[ACTIVITY]
Of all the lines in the entries below, give again exactly those starting at the line containing "<point>212,178</point>" and ending at the line containing "<point>214,160</point>", both ends included, and no others.

[Point-per-instance localization data]
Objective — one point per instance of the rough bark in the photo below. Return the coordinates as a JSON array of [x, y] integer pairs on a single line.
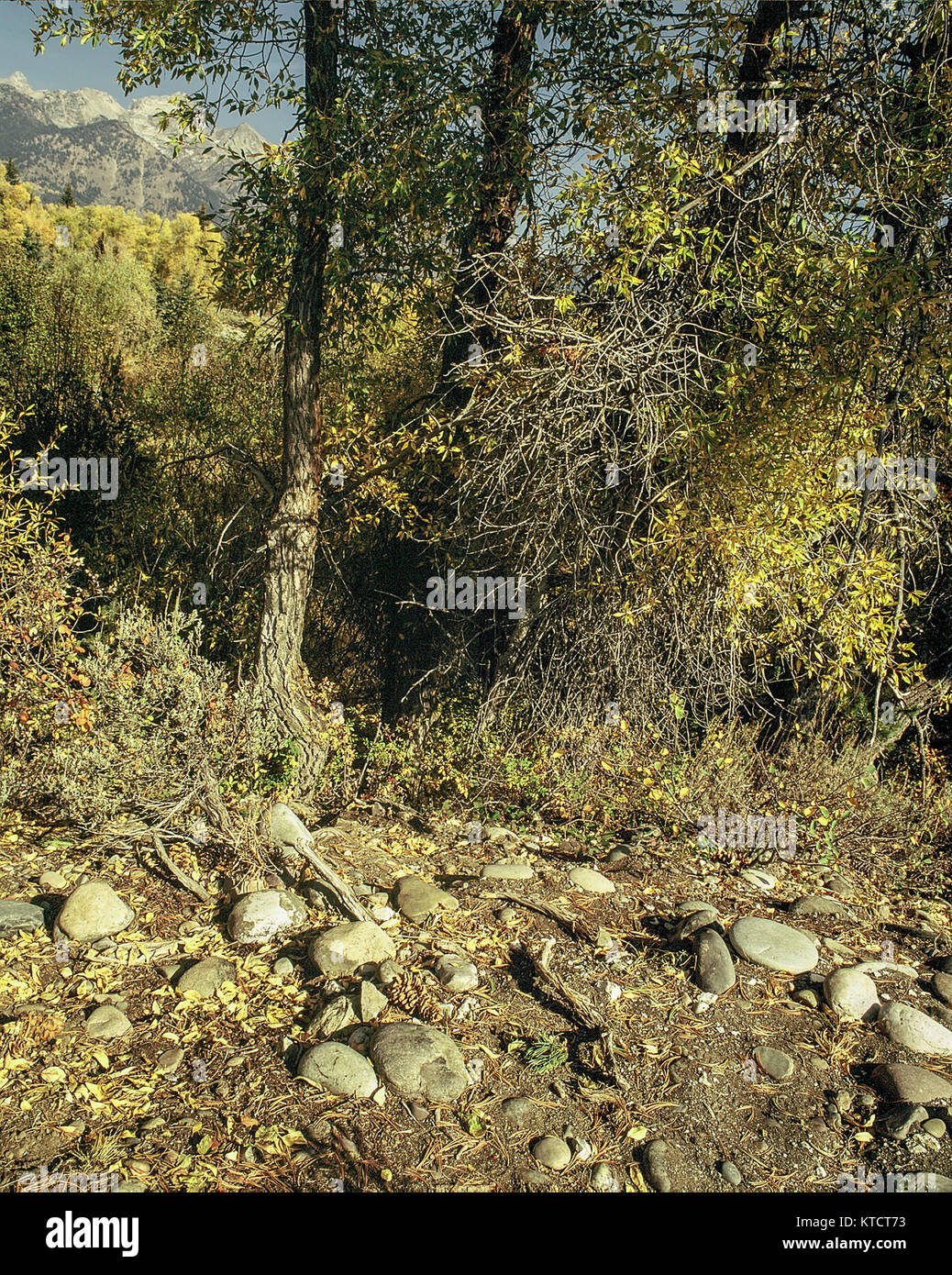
[[283, 682]]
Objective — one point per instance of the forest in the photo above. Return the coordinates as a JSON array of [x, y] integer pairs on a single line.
[[481, 599]]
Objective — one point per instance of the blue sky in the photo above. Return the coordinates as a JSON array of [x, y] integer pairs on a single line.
[[82, 66]]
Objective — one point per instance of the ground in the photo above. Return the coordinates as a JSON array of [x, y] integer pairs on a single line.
[[233, 1115]]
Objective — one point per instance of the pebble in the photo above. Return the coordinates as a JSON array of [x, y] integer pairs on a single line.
[[603, 1180], [208, 976], [339, 1070], [818, 905], [457, 973], [657, 1166], [591, 881], [776, 1063], [418, 1062], [349, 948], [851, 994], [552, 1151], [517, 1111], [517, 871], [258, 917], [417, 899], [106, 1023], [902, 1081], [94, 911], [713, 964], [19, 917], [897, 1121], [775, 947], [912, 1029], [761, 880]]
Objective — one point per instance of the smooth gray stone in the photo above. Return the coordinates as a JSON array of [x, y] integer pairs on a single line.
[[208, 976], [418, 1062], [774, 947], [19, 917], [339, 1069], [94, 911], [417, 899], [713, 964], [552, 1151], [349, 948], [776, 1063], [905, 1082], [912, 1029]]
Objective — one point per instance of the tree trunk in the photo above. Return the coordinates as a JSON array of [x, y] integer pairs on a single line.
[[503, 183], [284, 686]]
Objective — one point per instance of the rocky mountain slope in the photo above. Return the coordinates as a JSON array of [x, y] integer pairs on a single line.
[[112, 154]]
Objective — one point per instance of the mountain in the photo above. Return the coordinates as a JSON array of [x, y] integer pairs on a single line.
[[114, 154]]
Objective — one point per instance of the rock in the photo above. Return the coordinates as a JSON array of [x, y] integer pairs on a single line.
[[258, 917], [817, 905], [774, 947], [94, 911], [776, 1063], [758, 879], [370, 1003], [287, 827], [837, 883], [886, 967], [851, 994], [713, 964], [208, 976], [170, 1061], [19, 917], [905, 1082], [912, 1029], [336, 1016], [603, 1180], [689, 926], [417, 899], [517, 1111], [899, 1120], [657, 1166], [339, 1069], [552, 1151], [591, 881], [418, 1062], [106, 1023], [349, 948], [457, 974], [517, 871]]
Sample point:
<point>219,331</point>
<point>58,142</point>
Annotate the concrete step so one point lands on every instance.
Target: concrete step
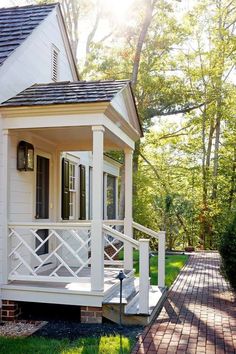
<point>130,304</point>
<point>128,290</point>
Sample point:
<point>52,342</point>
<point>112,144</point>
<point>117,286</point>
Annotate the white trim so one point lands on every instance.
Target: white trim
<point>5,183</point>
<point>55,72</point>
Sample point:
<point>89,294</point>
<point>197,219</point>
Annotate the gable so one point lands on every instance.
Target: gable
<point>17,23</point>
<point>31,62</point>
<point>124,104</point>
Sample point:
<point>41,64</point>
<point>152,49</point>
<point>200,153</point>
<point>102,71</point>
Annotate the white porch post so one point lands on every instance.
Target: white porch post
<point>144,282</point>
<point>97,242</point>
<point>161,258</point>
<point>5,187</point>
<point>128,228</point>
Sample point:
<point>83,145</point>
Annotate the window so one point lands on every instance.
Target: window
<point>42,201</point>
<point>72,191</point>
<point>82,192</point>
<point>55,57</point>
<point>42,188</point>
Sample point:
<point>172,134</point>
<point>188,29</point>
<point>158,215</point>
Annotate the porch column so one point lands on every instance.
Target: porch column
<point>5,190</point>
<point>97,242</point>
<point>128,228</point>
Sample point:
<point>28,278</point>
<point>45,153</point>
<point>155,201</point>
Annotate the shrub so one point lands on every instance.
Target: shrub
<point>227,248</point>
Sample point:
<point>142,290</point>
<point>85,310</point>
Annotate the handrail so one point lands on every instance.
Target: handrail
<point>114,222</point>
<point>147,231</point>
<point>120,236</point>
<point>49,225</point>
<point>160,236</point>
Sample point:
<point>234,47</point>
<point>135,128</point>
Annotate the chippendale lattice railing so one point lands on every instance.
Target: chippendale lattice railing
<point>113,246</point>
<point>49,252</point>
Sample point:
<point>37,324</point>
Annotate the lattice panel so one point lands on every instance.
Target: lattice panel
<point>68,253</point>
<point>112,247</point>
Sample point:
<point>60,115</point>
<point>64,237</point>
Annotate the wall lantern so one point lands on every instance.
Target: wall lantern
<point>25,156</point>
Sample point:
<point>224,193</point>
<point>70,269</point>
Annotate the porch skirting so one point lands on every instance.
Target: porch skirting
<point>91,314</point>
<point>10,311</point>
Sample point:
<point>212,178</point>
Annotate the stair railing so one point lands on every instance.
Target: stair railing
<point>160,236</point>
<point>143,246</point>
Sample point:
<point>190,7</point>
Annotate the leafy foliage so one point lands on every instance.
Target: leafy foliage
<point>227,250</point>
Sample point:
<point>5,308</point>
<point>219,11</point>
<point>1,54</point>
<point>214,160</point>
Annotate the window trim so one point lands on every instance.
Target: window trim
<point>55,63</point>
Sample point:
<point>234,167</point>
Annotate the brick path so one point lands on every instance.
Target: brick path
<point>199,315</point>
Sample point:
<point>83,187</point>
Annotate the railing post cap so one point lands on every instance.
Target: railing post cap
<point>143,240</point>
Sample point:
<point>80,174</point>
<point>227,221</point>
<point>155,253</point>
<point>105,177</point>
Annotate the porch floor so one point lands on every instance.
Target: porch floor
<point>83,284</point>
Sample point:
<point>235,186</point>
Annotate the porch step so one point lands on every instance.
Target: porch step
<point>113,295</point>
<point>130,304</point>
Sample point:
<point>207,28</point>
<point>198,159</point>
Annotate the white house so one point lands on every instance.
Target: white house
<point>59,190</point>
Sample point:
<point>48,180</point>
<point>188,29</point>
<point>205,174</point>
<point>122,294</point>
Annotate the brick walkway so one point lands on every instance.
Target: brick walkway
<point>199,315</point>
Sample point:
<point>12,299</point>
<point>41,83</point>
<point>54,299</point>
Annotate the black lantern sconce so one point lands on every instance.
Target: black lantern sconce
<point>25,156</point>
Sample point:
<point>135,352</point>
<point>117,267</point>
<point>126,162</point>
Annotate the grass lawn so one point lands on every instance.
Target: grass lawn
<point>104,345</point>
<point>174,263</point>
<point>33,345</point>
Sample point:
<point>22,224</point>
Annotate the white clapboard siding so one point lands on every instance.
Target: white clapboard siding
<point>30,63</point>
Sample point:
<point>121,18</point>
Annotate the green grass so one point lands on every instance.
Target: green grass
<point>104,345</point>
<point>174,263</point>
<point>33,345</point>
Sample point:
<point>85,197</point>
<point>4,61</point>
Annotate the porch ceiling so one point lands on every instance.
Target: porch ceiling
<point>76,138</point>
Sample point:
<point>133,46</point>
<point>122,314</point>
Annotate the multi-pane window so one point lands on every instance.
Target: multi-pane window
<point>72,190</point>
<point>111,197</point>
<point>55,62</point>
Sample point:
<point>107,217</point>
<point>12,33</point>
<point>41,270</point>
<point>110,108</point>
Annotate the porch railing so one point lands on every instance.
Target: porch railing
<point>143,246</point>
<point>161,237</point>
<point>48,251</point>
<point>61,252</point>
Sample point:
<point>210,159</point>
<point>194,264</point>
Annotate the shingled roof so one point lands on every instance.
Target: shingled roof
<point>16,24</point>
<point>67,92</point>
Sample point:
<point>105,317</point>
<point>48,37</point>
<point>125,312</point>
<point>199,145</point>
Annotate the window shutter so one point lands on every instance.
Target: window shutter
<point>82,193</point>
<point>65,211</point>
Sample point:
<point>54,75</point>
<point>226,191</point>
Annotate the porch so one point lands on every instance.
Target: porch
<point>64,276</point>
<point>46,256</point>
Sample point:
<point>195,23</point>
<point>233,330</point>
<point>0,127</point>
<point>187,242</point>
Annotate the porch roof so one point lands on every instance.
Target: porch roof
<point>67,92</point>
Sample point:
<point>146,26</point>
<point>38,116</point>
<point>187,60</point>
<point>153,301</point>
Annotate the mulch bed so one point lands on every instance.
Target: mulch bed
<point>75,330</point>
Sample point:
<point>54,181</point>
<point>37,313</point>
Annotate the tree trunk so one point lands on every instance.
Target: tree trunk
<point>144,29</point>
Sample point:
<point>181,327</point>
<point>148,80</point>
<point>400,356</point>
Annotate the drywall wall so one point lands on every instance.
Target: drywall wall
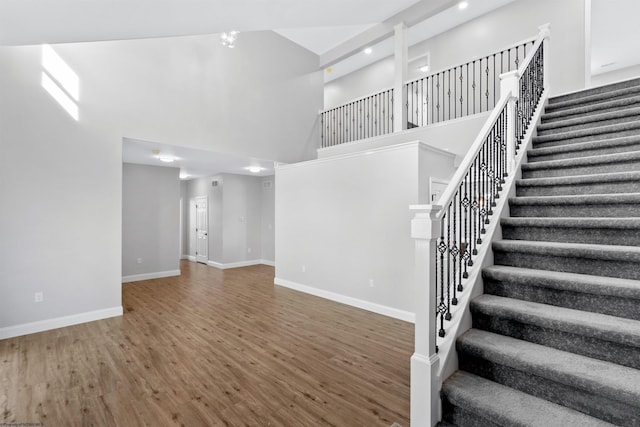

[THE COMPLETED TASK]
<point>212,178</point>
Annotate the stair railing so one point lands on every instance.
Target: stair railing
<point>160,236</point>
<point>143,246</point>
Sample point:
<point>190,7</point>
Annotate the leafy foliage so one point lands on every instance.
Target: leafy foliage
<point>227,250</point>
Sample point:
<point>5,308</point>
<point>219,11</point>
<point>1,54</point>
<point>214,160</point>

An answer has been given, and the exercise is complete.